*TASK INSTRUCTIONS*
Would you copy the records exactly, leaving the pictures out?

(DATA TO PROCESS)

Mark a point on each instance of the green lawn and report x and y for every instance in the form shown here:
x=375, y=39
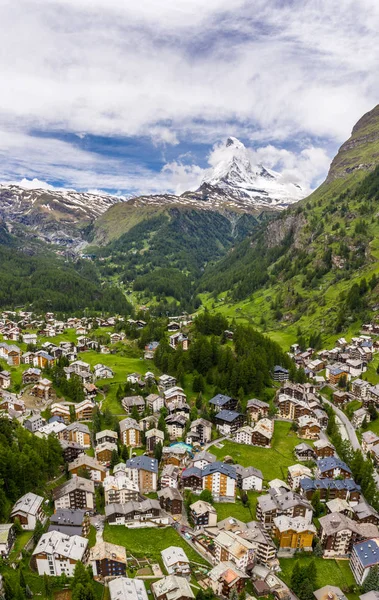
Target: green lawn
x=333, y=572
x=21, y=541
x=237, y=509
x=274, y=461
x=122, y=366
x=148, y=542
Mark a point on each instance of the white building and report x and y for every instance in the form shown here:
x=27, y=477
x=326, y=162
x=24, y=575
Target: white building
x=57, y=553
x=176, y=561
x=123, y=587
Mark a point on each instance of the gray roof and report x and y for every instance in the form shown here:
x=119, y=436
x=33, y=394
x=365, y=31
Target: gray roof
x=368, y=552
x=219, y=400
x=80, y=483
x=219, y=467
x=248, y=472
x=227, y=415
x=331, y=462
x=143, y=462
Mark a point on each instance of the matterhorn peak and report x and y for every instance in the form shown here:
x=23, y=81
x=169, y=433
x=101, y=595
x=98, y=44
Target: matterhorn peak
x=231, y=141
x=252, y=184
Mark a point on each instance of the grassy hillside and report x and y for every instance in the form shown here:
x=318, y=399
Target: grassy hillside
x=316, y=265
x=163, y=254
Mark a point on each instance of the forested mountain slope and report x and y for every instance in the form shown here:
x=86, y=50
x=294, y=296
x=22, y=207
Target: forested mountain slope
x=315, y=264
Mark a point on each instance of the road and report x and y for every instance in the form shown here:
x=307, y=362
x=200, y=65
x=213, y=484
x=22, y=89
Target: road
x=347, y=425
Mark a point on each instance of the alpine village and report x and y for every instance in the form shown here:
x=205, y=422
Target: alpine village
x=189, y=387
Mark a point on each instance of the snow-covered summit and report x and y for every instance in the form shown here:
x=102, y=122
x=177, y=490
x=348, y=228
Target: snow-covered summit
x=253, y=184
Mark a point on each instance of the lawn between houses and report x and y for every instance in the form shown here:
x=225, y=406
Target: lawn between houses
x=274, y=461
x=149, y=542
x=329, y=571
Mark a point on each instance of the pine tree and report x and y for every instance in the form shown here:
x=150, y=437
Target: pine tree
x=371, y=582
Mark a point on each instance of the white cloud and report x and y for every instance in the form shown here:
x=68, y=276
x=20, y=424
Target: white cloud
x=176, y=70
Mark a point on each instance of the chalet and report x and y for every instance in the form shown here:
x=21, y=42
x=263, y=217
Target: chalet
x=229, y=421
x=108, y=560
x=171, y=500
x=77, y=493
x=33, y=423
x=79, y=433
x=256, y=409
x=135, y=514
x=120, y=489
x=61, y=410
x=172, y=588
x=55, y=428
x=308, y=428
x=7, y=538
x=57, y=554
x=280, y=373
x=153, y=437
x=329, y=489
x=133, y=402
x=332, y=467
x=31, y=375
x=231, y=546
x=296, y=473
x=43, y=360
x=323, y=449
x=334, y=373
x=249, y=478
x=220, y=479
x=221, y=402
x=202, y=459
x=106, y=436
x=364, y=557
x=70, y=522
x=95, y=469
x=294, y=533
x=123, y=587
x=338, y=534
x=43, y=390
x=71, y=450
x=174, y=395
x=29, y=338
x=176, y=561
x=28, y=510
x=304, y=452
x=340, y=398
x=5, y=379
x=192, y=479
x=154, y=402
x=359, y=388
x=176, y=424
x=226, y=580
x=144, y=471
x=103, y=372
x=282, y=502
x=165, y=382
x=176, y=455
x=200, y=431
x=104, y=451
x=203, y=514
x=130, y=433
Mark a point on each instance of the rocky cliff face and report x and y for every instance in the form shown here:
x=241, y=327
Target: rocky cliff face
x=57, y=217
x=361, y=151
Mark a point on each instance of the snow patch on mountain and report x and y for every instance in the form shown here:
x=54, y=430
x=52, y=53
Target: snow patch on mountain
x=254, y=184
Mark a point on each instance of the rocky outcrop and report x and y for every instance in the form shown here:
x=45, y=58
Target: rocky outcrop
x=361, y=151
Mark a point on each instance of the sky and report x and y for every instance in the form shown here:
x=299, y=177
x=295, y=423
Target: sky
x=138, y=96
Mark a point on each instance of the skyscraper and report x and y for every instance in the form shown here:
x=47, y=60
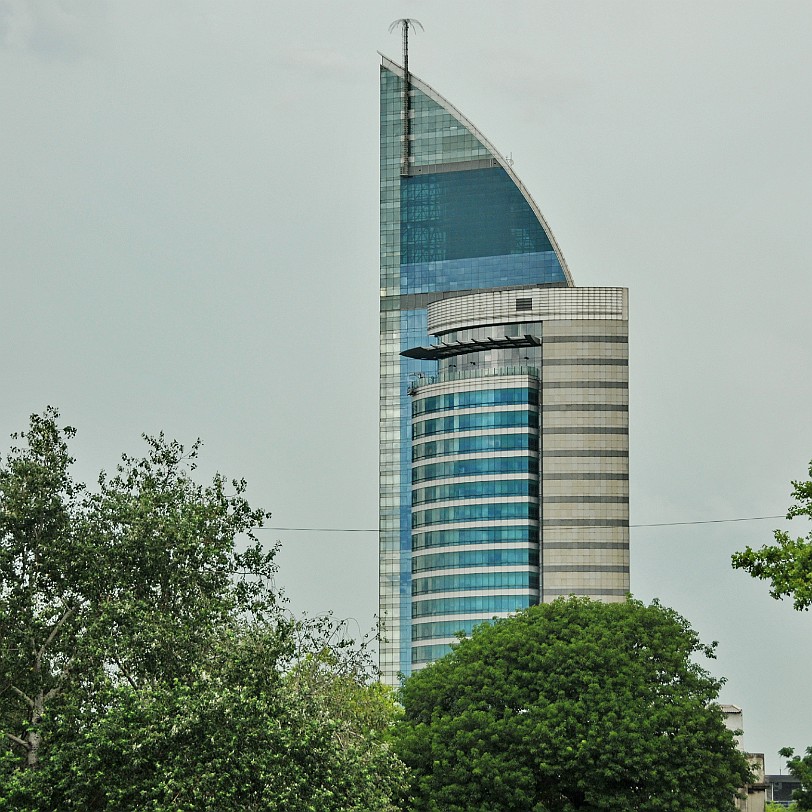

(End DATA TO PROCESS)

*OUTPUT*
Mark a point on each instance of the green lawn and report x and y for every instance in the form shown here:
x=375, y=39
Target: green lawn
x=333, y=572
x=21, y=541
x=237, y=509
x=274, y=461
x=122, y=366
x=148, y=542
Mark a point on each instance of the white building and report x and y for every instance in the form shown here:
x=27, y=477
x=326, y=162
x=24, y=575
Target: white building
x=57, y=553
x=176, y=561
x=123, y=587
Mark a point on each instance of the gray roof and report x and y for every instance in the form shown here:
x=119, y=436
x=33, y=394
x=365, y=31
Target: gray roof
x=368, y=552
x=219, y=400
x=80, y=483
x=219, y=467
x=248, y=472
x=227, y=415
x=331, y=462
x=143, y=462
Mark a point on each instance of the matterhorn peak and report x and y for every instance in the form shown here:
x=23, y=81
x=169, y=433
x=101, y=595
x=98, y=44
Target: matterhorn peak
x=231, y=141
x=252, y=184
Mark a point on each instance of the grassy hillside and report x and y for every instance in the form shown here:
x=318, y=399
Target: grassy hillside
x=316, y=265
x=163, y=254
Mark a point on each instance of the forested mountain slope and report x and y for every instance in the form shown here:
x=86, y=50
x=294, y=296
x=22, y=207
Target: forested mountain slope
x=315, y=264
Mark a point on each instance of the road and report x and y for every instance in the form shown here:
x=307, y=362
x=200, y=65
x=213, y=484
x=22, y=89
Target: road
x=347, y=425
Mark a point on each instance of the alpine village and report x and y for every instance in the form shown here:
x=205, y=422
Target: alpine village
x=189, y=387
Mark a point on each instance of the snow-covered summit and report x and y for every instance in the form shown here:
x=102, y=122
x=177, y=490
x=348, y=228
Target: snow-covered summit
x=253, y=184
Mark a point on each instance of the lawn between houses and report x and y for every instance in the form shown here:
x=225, y=406
Target: lawn between houses
x=274, y=461
x=149, y=542
x=329, y=571
Mark a point on each instance of the pine tree and report x and y for every instance in the form shown here:
x=150, y=437
Target: pine tree
x=371, y=582
Mark a point on each instance of the white cloud and report x and y for every instance in the form shown here:
x=68, y=276
x=20, y=424
Target: white cloud
x=176, y=70
Mark a point on each instance of the chalet and report x and y for every instance in the form shown here:
x=21, y=42
x=263, y=217
Target: chalet
x=229, y=421
x=108, y=560
x=171, y=500
x=77, y=493
x=33, y=423
x=79, y=433
x=256, y=409
x=135, y=514
x=120, y=489
x=61, y=410
x=172, y=588
x=55, y=428
x=308, y=428
x=7, y=538
x=57, y=554
x=280, y=373
x=153, y=437
x=329, y=489
x=133, y=402
x=332, y=467
x=31, y=375
x=231, y=546
x=296, y=473
x=43, y=360
x=323, y=449
x=334, y=373
x=249, y=478
x=220, y=479
x=221, y=402
x=202, y=459
x=106, y=436
x=364, y=557
x=70, y=522
x=95, y=469
x=294, y=533
x=123, y=587
x=338, y=534
x=43, y=390
x=71, y=450
x=174, y=395
x=29, y=338
x=176, y=561
x=28, y=510
x=304, y=452
x=340, y=398
x=5, y=379
x=192, y=479
x=154, y=402
x=359, y=388
x=176, y=424
x=226, y=580
x=144, y=471
x=103, y=372
x=282, y=502
x=165, y=382
x=176, y=455
x=200, y=431
x=104, y=451
x=203, y=514
x=130, y=433
Mark a point on each instance of the rocky cliff face and report x and y for every instance in the form shown here:
x=241, y=327
Target: rocky cliff face
x=57, y=217
x=361, y=151
Mark a point on each instance of the snow patch on mountain and report x and y for every instance in the form shown here:
x=54, y=430
x=52, y=53
Target: snow patch on mountain
x=254, y=184
Mark a point on each instance of the rocky outcrop and report x and y for every instance in the form shown here:
x=45, y=58
Target: rocky outcrop
x=361, y=151
Mark a point on each instance of the sky and report x and y for every instance in the form shown here:
x=299, y=177
x=295, y=423
Target: sky
x=138, y=96
Mark a point on each instance of the skyscraper and report x and y for every instance in the form shown here:
x=47, y=60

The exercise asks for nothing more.